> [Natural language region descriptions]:
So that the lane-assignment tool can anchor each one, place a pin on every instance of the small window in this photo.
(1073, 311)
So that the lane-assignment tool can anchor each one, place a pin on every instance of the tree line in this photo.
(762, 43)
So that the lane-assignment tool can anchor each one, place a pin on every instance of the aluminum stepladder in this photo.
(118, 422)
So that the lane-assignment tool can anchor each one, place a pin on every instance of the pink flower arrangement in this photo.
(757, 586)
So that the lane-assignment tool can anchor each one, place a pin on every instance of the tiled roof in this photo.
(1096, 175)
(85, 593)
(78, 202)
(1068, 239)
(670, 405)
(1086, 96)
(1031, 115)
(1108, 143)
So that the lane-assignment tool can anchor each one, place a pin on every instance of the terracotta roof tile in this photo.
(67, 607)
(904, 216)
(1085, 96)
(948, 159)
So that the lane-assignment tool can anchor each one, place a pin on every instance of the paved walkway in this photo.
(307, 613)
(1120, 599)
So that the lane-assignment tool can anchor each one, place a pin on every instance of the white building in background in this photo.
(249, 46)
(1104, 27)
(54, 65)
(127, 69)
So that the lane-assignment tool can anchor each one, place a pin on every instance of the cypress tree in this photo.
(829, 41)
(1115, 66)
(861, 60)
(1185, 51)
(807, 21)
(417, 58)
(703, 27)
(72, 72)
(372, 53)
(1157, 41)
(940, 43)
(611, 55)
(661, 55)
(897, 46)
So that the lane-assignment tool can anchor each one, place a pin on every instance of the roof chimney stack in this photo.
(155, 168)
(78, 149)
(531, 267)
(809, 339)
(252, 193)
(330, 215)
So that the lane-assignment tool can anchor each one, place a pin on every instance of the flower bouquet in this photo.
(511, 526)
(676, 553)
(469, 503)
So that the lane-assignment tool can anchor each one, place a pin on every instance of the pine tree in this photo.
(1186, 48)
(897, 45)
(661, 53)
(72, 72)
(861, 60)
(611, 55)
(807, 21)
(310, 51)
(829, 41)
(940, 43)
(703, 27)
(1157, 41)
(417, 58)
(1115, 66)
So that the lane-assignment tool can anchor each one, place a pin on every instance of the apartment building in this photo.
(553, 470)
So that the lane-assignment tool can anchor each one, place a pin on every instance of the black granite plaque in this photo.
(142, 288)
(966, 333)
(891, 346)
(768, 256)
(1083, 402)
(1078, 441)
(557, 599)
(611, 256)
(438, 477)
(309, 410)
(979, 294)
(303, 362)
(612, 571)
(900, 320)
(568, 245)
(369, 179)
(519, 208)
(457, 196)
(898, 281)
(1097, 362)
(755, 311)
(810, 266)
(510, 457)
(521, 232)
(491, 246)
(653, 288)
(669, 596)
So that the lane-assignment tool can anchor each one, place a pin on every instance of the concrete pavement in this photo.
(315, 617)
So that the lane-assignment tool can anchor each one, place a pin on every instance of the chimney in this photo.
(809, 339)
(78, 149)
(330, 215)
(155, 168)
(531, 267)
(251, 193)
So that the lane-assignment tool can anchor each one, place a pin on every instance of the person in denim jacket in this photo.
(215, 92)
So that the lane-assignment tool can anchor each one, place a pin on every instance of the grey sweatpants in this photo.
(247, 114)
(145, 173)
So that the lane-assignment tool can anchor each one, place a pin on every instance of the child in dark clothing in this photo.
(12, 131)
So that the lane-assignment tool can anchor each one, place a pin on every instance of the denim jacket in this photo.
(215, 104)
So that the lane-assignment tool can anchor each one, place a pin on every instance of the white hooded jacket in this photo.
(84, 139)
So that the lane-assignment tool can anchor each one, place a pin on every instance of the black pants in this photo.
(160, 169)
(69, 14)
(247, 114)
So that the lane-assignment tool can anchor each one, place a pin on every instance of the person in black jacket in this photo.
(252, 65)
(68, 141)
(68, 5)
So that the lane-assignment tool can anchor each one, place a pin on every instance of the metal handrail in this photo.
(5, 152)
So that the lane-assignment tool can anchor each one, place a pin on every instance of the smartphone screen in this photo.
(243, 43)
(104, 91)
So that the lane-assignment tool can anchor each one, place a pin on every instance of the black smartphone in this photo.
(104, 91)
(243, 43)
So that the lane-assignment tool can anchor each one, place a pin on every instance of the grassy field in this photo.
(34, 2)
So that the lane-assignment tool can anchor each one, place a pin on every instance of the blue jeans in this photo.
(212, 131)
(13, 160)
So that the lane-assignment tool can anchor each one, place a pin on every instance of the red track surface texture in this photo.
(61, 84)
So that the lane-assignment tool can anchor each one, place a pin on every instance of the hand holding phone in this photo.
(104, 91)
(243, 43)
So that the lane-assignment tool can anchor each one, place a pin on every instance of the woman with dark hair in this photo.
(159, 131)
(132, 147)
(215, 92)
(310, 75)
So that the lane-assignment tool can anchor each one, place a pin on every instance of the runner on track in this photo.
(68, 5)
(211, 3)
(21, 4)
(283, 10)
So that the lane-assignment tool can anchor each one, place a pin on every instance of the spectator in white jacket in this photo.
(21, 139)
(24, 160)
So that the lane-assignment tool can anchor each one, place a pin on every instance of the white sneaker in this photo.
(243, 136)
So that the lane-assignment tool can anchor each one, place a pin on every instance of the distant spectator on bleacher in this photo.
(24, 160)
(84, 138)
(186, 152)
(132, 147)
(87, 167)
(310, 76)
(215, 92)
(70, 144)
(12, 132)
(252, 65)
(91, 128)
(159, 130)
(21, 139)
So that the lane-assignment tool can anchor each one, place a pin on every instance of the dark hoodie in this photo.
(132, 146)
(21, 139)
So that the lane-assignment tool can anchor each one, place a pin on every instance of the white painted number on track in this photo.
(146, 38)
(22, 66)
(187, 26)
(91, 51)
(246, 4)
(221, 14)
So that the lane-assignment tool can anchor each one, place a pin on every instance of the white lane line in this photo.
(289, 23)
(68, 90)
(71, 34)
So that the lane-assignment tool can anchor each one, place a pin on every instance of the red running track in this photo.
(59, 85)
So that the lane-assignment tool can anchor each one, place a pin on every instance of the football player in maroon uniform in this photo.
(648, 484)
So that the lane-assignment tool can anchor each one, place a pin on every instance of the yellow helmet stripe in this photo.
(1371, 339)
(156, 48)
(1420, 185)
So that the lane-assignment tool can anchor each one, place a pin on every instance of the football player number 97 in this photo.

> [What the task requires]:
Please give all of the entries again, exactly as written.

> [Answer for this exercise]:
So that the lane-assignment tool can anchor each one, place a pin on every instance of the small window in this photo.
(1073, 311)
So that the lane-assignment tool can anchor each one, place a pin on every instance of the tree line in this photo.
(762, 43)
So that the lane-assignment tool can anchor each one, place a pin on every instance of the aluminum stepladder in this photo.
(118, 422)
So that the lane-assignment tool can anchor each one, place a pin on every instance of the pink flower arrangement in this photo.
(757, 586)
So that the lane-assignment tool can anchor each one, place a pin on every instance of the tiled roof in this photo.
(1096, 175)
(85, 593)
(78, 202)
(1068, 239)
(670, 405)
(1086, 96)
(1031, 115)
(1108, 143)
So that the lane-assignment tool can anchor each one, place a pin on every instance of the terracotta roof tile in this photo.
(67, 607)
(904, 216)
(1085, 96)
(948, 159)
So that the lane-assignment tool can anchor each one, place a pin on every instance of the paved walkway in this photo.
(307, 613)
(1120, 599)
So that the lane-assignment tool can anchor each one, place a pin on every instance of the white building in background in this photo.
(249, 46)
(1104, 27)
(54, 65)
(127, 69)
So that the lane-assignment tool can anchor each one, place a pin on every instance of the cypress tree in this photo.
(829, 41)
(1115, 66)
(861, 60)
(1185, 51)
(807, 21)
(417, 58)
(703, 27)
(72, 72)
(372, 53)
(1157, 41)
(940, 43)
(611, 55)
(661, 55)
(897, 46)
So that the lane-assignment tool can anchor each one, place a pin on every instance of the roof chimney stack in this photo.
(155, 168)
(78, 149)
(531, 267)
(809, 339)
(252, 193)
(330, 215)
So that the lane-assignment tool can anchor each one, place a pin on every instance of the flower bouquet in this photo.
(511, 526)
(676, 553)
(469, 503)
So that the lane-assignment tool can anchor each one, place a pin on every instance of the pine tree in this photo.
(1186, 48)
(897, 45)
(661, 53)
(72, 72)
(861, 60)
(611, 55)
(807, 21)
(310, 51)
(829, 41)
(940, 43)
(703, 27)
(1157, 41)
(417, 58)
(1115, 66)
So that the lane-assignment tool can anchor each one, place a pin on every instance of the apartment building in this photo.
(553, 470)
So that the lane-assignment tool can anchor each one, place a pin on every instance of the black granite plaque in this photo.
(142, 288)
(966, 333)
(891, 346)
(768, 256)
(1083, 402)
(1078, 441)
(557, 599)
(611, 256)
(438, 477)
(309, 410)
(979, 294)
(303, 362)
(612, 571)
(900, 320)
(568, 245)
(369, 179)
(519, 208)
(457, 196)
(898, 281)
(1097, 362)
(755, 311)
(810, 266)
(510, 457)
(521, 232)
(491, 246)
(653, 288)
(669, 596)
So that the lane-assignment tool can anchor each one, place a pin on every instance of the concrete pavement in this photo.
(315, 617)
So that the lane-assignment tool can anchor each one, place a pin on every instance of the chimney in this photo.
(809, 339)
(78, 149)
(330, 215)
(155, 168)
(531, 267)
(251, 193)
So that the lane-assignment tool can anchor each one, place a pin on every instance of the person in denim jacket in this photo.
(215, 92)
So that the lane-assignment tool can anchor each one, place a pin on every instance of the grey sweatpants in this photo.
(247, 114)
(145, 173)
So that the lane-assignment tool can anchor each one, place a pin on every instance of the child in dark clothing in this photo.
(12, 131)
So that the lane-assignment tool can anchor each one, place a pin on every instance of the denim jacket in this photo.
(215, 104)
So that the lane-assignment tool can anchor each one, place a pin on every instance of the white hooded jacket in this photo.
(84, 139)
So that the lane-assignment tool can anchor each one, place a pin on every instance of the black pants in this photo.
(160, 169)
(69, 14)
(247, 114)
So that the lane-assignment tool can anchor each one, place a pin on every instance of the person in black jacket in this photo.
(252, 65)
(68, 141)
(68, 5)
So that the lane-assignment tool can anchor each one, place a pin on every instance of the metal handrail in this photo.
(5, 152)
So that the lane-assignment tool can anchor each one, place a pin on every instance of the smartphone screen in this photo.
(243, 43)
(104, 91)
So that the lane-assignment tool can anchor each one, place a pin on every instance of the black smartphone in this photo.
(104, 91)
(243, 43)
So that the lane-assignment tool can anchor each one, place a pin on every instance of the grassy field in this photo.
(34, 2)
So that the lane-assignment tool can anchor each one, place a pin on every instance of the blue jeans in this photo.
(212, 131)
(13, 160)
So that the lane-assignment tool can anchor each one, place a pin on every instance of the red track surface texture in this photo.
(61, 84)
So that the lane-assignment tool can anchor each one, place a pin on every instance of the hand holding phone in this photo.
(104, 91)
(243, 43)
So that the lane-assignment tool can anchor each one, place a pin on every instance of the woman with dark hair in this photo.
(159, 131)
(132, 147)
(215, 92)
(310, 75)
So that the lane-assignment tool can anchor each one, place a pin on every instance of the runner on track in this photo.
(68, 5)
(211, 3)
(21, 4)
(283, 10)
So that the lane-assignment tool can anchor each one, place a pin on every instance of the spectator in white jacket in this photo.
(21, 139)
(24, 160)
So that the lane-assignment tool can anchor each one, place a pin on every instance of the white sneaker in this photo.
(243, 136)
So that the lane-assignment tool can anchor each one, place a pin on every instance of the distant spectator on bleacher in this photo.
(24, 160)
(84, 138)
(186, 152)
(132, 147)
(87, 167)
(310, 76)
(215, 92)
(70, 144)
(12, 132)
(252, 65)
(91, 128)
(159, 130)
(21, 139)
So that the lane-assignment tool can anchor each one, place a pin on every instance of the dark hoodie in this photo.
(132, 146)
(21, 139)
So that the lane-assignment tool can anchor each one, place a pin on every instance of the white painted number on track in this photo.
(146, 38)
(22, 66)
(187, 26)
(91, 51)
(246, 4)
(221, 14)
So that the lane-assignment tool can anchor each one, place a pin on every instance of the white lane line in this photo.
(289, 23)
(68, 90)
(71, 34)
So that the lane-assignment tool can anchor each one, place a pin on every instance of the red running track in this photo.
(59, 85)
So that the lane-assignment tool can anchor each one, place a pin on every instance of the football player in maroon uniform in this photo.
(648, 484)
So that the lane-assignment tool can anchor each one, place a pin on every instance of the yellow helmet stripe in this photo.
(1371, 339)
(156, 48)
(1420, 185)
So that the lane-assignment tool can anchor each one, place a pin on every instance of the football player number 97 in this photo.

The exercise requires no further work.